Fragmento de la página =
-.-.-

Mucho antes de que la noticia de su muerte estremeciera el corazón del pueblo argentino, Diego Armando Maradona había logrado en vida lo que Carlos Gardel, Eva Perón y Ernesto “Che” Guevara consiguieron sólo después de dejar este mundo: ser un mito argentino. Pero el precio que pagó por ello, acaso fue el más elevado de todos: no poder vivir su propia existencia. O vivir muchas en una sola.
Diego fue muy feliz y nos hizo muy felices a todos los argentinos. Su imagen levantando la Copa del Mundo en México representa, quizá, una de las postales más fuertes de la argentinidad. Pero también fue muy infeliz y nos hizo muy infelices. Pero nunca tanto como en estas horas amargas en el que las lágrimas de millones de habitantes de este suelo futbolero como pocos empapan la bandera celeste y blanca que Maradona defendió como pocos o como ninguno dentro de las canchas del mundo.
Parece un exceso patriotero. Pero es así. Maradona representó lo mejor y también lo peor de las esencias nacionales. Eduardo Galeano, el célebre escritor y periodista uruguayo, lo definió con maestría: “Diego Armando Maradona fue adorado no sólo por sus prodigiosos malabarismos, sino también porque era un dios sucio, pecador, el más humano de los dioses”. “Cualquiera podía reconocer en él una síntesis ambulante de las debilidades humanas, o al menos masculinas”, continúa Galeano: mujeriego, tragón, borrachín, tramposo, mentiroso, fanfarrón, irresponsable. Pero los dioses no se jubilan, por muy humanos que sean. Él nunca pudo regresar a la anónima multitud de donde venía. La fama, que lo había salvado de la miseria, lo hizo prisionero”, dijo. Y cuesta no compartir esa mirada.

-.-.-

Qué harás =
a. Traduce al inglés esta oración del texto sobre Maradona: "Diego fue muy feliz y nos hizo muy felices a todos los argentinos."
b. Duplica del texto sobre Maradona todo lo que va desde "Diego fue muy" hasta "canchas del mundo.".
c. Completa la parte siguiente del texto sobre Maradona a partir de su última oración.

-.-.-

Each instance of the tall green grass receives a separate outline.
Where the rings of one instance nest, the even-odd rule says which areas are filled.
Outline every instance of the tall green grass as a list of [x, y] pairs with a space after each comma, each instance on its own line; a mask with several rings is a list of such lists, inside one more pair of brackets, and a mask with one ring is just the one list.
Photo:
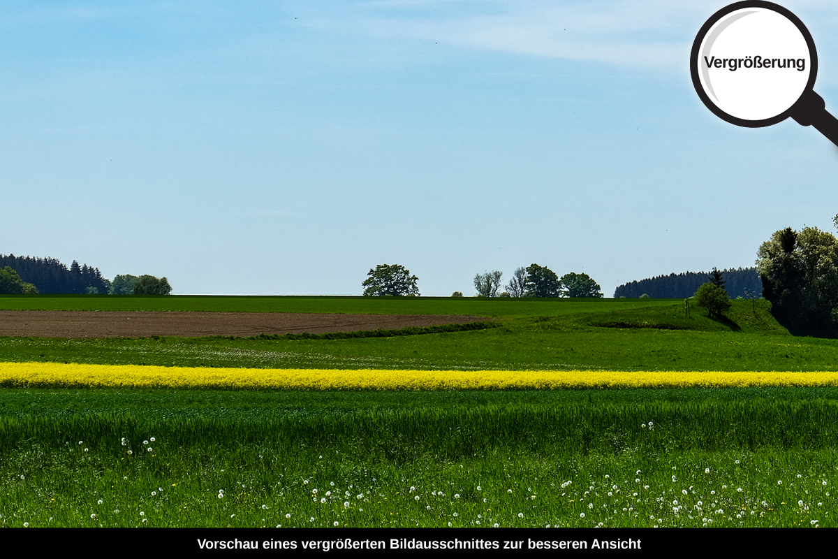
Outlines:
[[835, 391], [633, 392], [6, 390], [0, 523], [835, 525]]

-.-.-

Conjunto de respuestas =
a. Diego was very happy and made all of us Argentines very happy.

b.
Diego fue muy feliz y nos hizo muy felices a todos los argentinos. Su imagen levantando la Copa del Mundo en México representa, quizá, una de las postales más fuertes de la argentinidad. Pero también fue muy infeliz y nos hizo muy infelices. Pero nunca tanto como en estas horas amargas en el que las lágrimas de millones de habitantes de este suelo futbolero como pocos empapan la bandera celeste y blanca que Maradona defendió como pocos o como ninguno dentro de las canchas del mundo.

c.
Un trabajo insalubre
Además de haber sido el más grande futbolista de la historia del fútbol argentino y, para muchos, el mejor del mundo de todos los tiempos, le tocó desempeñar, con dedicación exclusiva, el trabajo más estresante e insalubre: ser Maradona. El hombre más famoso, más amado y más odiado del planeta. Aquel al que lo llegaron a comparar con Dios.
Para poderlo soportar, para protegerse de las furias arrasadoras de la celebridad, la gloria, la fortuna y las tentaciones marginales que venían en ese combo endiablado, Diego debió crear su propio personaje: Maradona. Fernando Signorini, su preparador físico personal y una de las personas que mejor lo conoció, acuñó una frase que lo sintetizaba: “Con Diego voy a todos lados, con Maradona no tomó ni un café”.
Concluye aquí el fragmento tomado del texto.